Written request:
Convert every line of the records below into a JSON list of strings, one string per line, omitting blank lines and leaving the pictures out.

┌────────

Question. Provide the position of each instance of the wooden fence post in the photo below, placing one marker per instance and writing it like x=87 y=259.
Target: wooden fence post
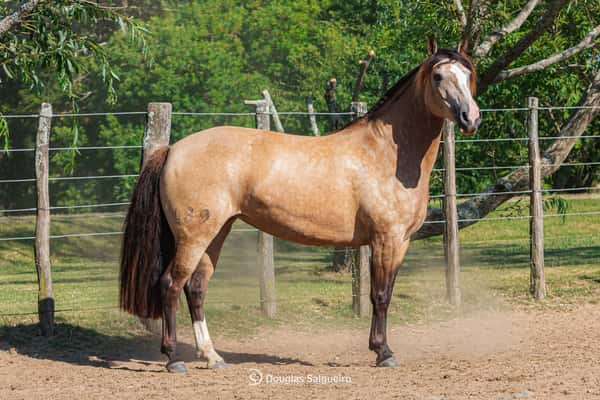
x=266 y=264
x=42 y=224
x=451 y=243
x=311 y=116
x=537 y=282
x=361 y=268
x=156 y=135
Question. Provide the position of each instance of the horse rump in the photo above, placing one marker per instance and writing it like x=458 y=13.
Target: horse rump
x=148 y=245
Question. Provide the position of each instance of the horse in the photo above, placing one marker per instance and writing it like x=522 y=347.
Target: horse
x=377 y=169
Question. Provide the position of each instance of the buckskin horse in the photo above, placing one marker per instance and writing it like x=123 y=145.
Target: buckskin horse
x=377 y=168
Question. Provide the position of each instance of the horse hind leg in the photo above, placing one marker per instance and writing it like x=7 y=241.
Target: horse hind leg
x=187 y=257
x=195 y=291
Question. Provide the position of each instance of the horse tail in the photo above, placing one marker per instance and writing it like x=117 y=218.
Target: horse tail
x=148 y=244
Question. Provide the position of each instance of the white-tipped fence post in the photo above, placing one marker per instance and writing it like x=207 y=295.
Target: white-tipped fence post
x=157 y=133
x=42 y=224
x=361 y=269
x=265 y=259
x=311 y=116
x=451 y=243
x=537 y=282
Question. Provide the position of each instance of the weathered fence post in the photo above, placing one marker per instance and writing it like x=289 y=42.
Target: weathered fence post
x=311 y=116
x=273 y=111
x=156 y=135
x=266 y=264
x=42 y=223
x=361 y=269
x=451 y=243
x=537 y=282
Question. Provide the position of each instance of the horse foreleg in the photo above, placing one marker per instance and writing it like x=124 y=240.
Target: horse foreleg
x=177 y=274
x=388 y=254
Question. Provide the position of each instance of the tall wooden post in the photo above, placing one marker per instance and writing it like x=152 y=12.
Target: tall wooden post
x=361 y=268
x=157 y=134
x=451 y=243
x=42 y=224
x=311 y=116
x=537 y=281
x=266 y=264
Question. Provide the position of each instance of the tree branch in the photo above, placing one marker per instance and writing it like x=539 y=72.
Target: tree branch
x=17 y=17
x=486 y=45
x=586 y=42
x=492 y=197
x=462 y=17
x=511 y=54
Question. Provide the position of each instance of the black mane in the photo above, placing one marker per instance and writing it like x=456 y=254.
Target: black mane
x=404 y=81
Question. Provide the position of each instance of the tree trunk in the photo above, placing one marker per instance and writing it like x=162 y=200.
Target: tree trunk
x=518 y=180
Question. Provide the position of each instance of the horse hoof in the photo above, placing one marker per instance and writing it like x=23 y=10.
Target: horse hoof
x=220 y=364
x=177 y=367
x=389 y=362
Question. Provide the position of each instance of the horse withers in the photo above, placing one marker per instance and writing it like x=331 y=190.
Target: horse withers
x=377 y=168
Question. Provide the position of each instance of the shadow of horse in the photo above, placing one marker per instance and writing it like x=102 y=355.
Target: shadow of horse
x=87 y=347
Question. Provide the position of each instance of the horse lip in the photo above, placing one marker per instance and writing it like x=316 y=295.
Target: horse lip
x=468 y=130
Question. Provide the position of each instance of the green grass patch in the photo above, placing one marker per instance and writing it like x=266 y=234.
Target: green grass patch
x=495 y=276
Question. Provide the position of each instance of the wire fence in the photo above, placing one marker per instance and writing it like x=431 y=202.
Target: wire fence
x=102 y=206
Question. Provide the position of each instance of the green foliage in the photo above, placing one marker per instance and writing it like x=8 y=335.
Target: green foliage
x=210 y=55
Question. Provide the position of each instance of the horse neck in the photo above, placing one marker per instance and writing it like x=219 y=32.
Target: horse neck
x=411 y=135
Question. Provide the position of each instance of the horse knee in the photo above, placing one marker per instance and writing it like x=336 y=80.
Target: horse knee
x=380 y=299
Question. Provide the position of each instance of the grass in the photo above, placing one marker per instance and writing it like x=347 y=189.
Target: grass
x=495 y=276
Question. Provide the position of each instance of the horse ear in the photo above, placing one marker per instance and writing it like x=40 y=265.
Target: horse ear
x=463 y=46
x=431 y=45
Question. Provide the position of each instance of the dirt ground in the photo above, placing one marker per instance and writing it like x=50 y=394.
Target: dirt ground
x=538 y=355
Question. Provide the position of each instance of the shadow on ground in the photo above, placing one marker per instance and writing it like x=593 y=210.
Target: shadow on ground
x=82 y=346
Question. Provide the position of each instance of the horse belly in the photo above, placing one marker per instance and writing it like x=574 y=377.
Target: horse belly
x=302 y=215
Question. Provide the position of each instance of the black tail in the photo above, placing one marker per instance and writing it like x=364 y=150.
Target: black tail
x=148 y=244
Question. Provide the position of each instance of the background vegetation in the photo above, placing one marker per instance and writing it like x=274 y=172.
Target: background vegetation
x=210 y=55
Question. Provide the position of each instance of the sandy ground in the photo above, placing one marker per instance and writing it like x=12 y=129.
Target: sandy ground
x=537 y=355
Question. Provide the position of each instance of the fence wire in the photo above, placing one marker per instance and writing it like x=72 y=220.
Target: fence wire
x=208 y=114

└────────

Exercise response:
[
  "Question. Provide the position of each instance of the wooden fence post in the photo below, placing one marker per instance and writing it like x=87 y=259.",
  "Target: wooden fence post",
  "x=266 y=264",
  "x=42 y=224",
  "x=451 y=243",
  "x=311 y=116",
  "x=537 y=282",
  "x=361 y=268",
  "x=156 y=135",
  "Question. Provide the position of each instance of the horse rump in the photo above, placing one marker per instance and writing it like x=458 y=13.",
  "Target: horse rump",
  "x=148 y=245",
  "Question. Provide the position of each instance of the horse in the photo above, placing one marker per instance and writing it like x=522 y=347.",
  "Target: horse",
  "x=377 y=169",
  "Question. Provide the position of each instance of the buckskin horse in the photo above, placing one marker per instance and writing it like x=123 y=145.",
  "Target: buckskin horse",
  "x=377 y=168",
  "Question. Provide the position of each instance of the horse hind leg in the photo above, placing one marker per instance and writing it like x=7 y=241.",
  "Target: horse hind leg",
  "x=187 y=257",
  "x=195 y=291",
  "Question. Provide the position of each instance of the horse tail in the photo above, placing one marker per instance and writing it like x=117 y=218.",
  "Target: horse tail",
  "x=148 y=244",
  "Question. Provide the position of each instance of the white-tipped fence post in the photo above, placing one marker per instance and writing it like x=207 y=295.",
  "Target: white-tipped fence post",
  "x=157 y=133",
  "x=42 y=224",
  "x=361 y=269",
  "x=265 y=259",
  "x=311 y=116",
  "x=451 y=243",
  "x=537 y=282",
  "Question. Provide the position of each instance of the weathered fence post in the photo above, placing one marker per instance and writing it like x=289 y=42.",
  "Target: weathered fence post",
  "x=311 y=116",
  "x=273 y=111",
  "x=156 y=135",
  "x=266 y=264",
  "x=42 y=223",
  "x=361 y=269",
  "x=451 y=243",
  "x=537 y=282",
  "Question. Provide the position of each instance of the horse foreleg in the photo above, placing one marker per instance and writing it like x=124 y=240.",
  "Target: horse foreleg",
  "x=177 y=274",
  "x=388 y=254",
  "Question. Provide the position of each instance of the tall wooden post in the photo above, placing one marker per instance and writing it like x=152 y=12.",
  "Target: tall wooden post",
  "x=361 y=268",
  "x=157 y=134",
  "x=451 y=243",
  "x=42 y=224",
  "x=311 y=116",
  "x=537 y=281",
  "x=266 y=264",
  "Question. Provide the position of each instance of the tree branch in the photo above, placing one marker per instance and writing it like x=539 y=72.",
  "Target: tree branch",
  "x=17 y=17",
  "x=486 y=45",
  "x=586 y=42",
  "x=492 y=197",
  "x=462 y=17",
  "x=511 y=54",
  "Question. Provide the position of each instance of the black mane in the photo above, placing one marker per instance and writing it like x=456 y=254.",
  "Target: black mane",
  "x=404 y=81",
  "Question. Provide the position of each instance of the tree trunk in the photo above, placing one marker per instance and writing it like x=162 y=200.",
  "Target: tree trunk",
  "x=518 y=180",
  "Question. Provide the position of each instance of the horse hoof in the photo above, placing one marker per instance and writing it like x=23 y=10.",
  "Target: horse hoof",
  "x=220 y=364",
  "x=177 y=367",
  "x=389 y=362",
  "Question. Provide the position of each instance of the horse withers in the photo above, placing one marker per instance and writing it like x=331 y=190.",
  "Target: horse withers",
  "x=377 y=168",
  "Question. Provide the position of each instance of the shadow of horse in the photo above, placing one marker per instance and writing it like x=102 y=355.",
  "Target: shadow of horse",
  "x=87 y=347",
  "Question. Provide the position of each instance of the horse lip in the photo above, placing one marker per instance and writing it like x=316 y=295.",
  "Target: horse lip",
  "x=468 y=130",
  "Question. Provide the position of each instance of the green grass patch in the photo above, placing one marker per instance and writing it like x=266 y=234.",
  "Target: green grass patch",
  "x=495 y=276",
  "Question. Provide the position of each instance of the wire fence in the photo above, placing one marker per instance and writing it like x=431 y=202.",
  "Target: wire fence",
  "x=102 y=206",
  "Question. Provide the position of each instance of the green foliage in the photo above, placing one marker per instance and writing it like x=8 y=335.",
  "Target: green foliage",
  "x=210 y=55",
  "Question. Provide the position of each instance of the horse neck in the photo above, placing one marker per instance and writing it like x=219 y=32.",
  "Target: horse neck",
  "x=411 y=135",
  "Question. Provide the position of each instance of the horse knee in the photo above, placing one marker per instance and writing it like x=336 y=80.",
  "Target: horse knee",
  "x=380 y=299",
  "Question. Provide the position of each instance of the grass in the photo above, placing one marker per instance and writing it like x=347 y=189.",
  "Target: grass",
  "x=495 y=276",
  "Question. Provide the position of each instance of the horse ear in the photo above, placing one marker per instance and writing it like x=40 y=265.",
  "Target: horse ear",
  "x=463 y=46",
  "x=431 y=45",
  "Question. Provide the position of each instance of the dirt ground in the photo above, placing one marker per instance and writing it like x=50 y=394.",
  "Target: dirt ground",
  "x=538 y=355",
  "Question. Provide the position of each instance of the shadow on ground in the photo above, placing one marker per instance and writing it like x=593 y=210.",
  "Target: shadow on ground",
  "x=82 y=346",
  "Question. Provide the position of each instance of the horse belly in the photo above, placing one marker per instance and writing it like x=574 y=377.",
  "Target: horse belly",
  "x=302 y=215",
  "Question. Provide the position of each instance of the black tail in the photo above, placing one marker per instance and writing it like x=364 y=150.",
  "Target: black tail",
  "x=148 y=244",
  "Question. Provide the position of each instance of the background vegetation in the photo above, placing one marker per instance and writing it like x=274 y=172.",
  "Target: background vegetation",
  "x=210 y=55",
  "Question. Provide the position of each instance of the sandy ground in the photo above, placing one marker per instance and writing it like x=12 y=129.",
  "Target: sandy ground",
  "x=537 y=355",
  "Question. Provide the position of each instance of the fence wire in the photo above, placing one marker per instance and writing it like x=72 y=220.",
  "Target: fence wire",
  "x=208 y=114"
]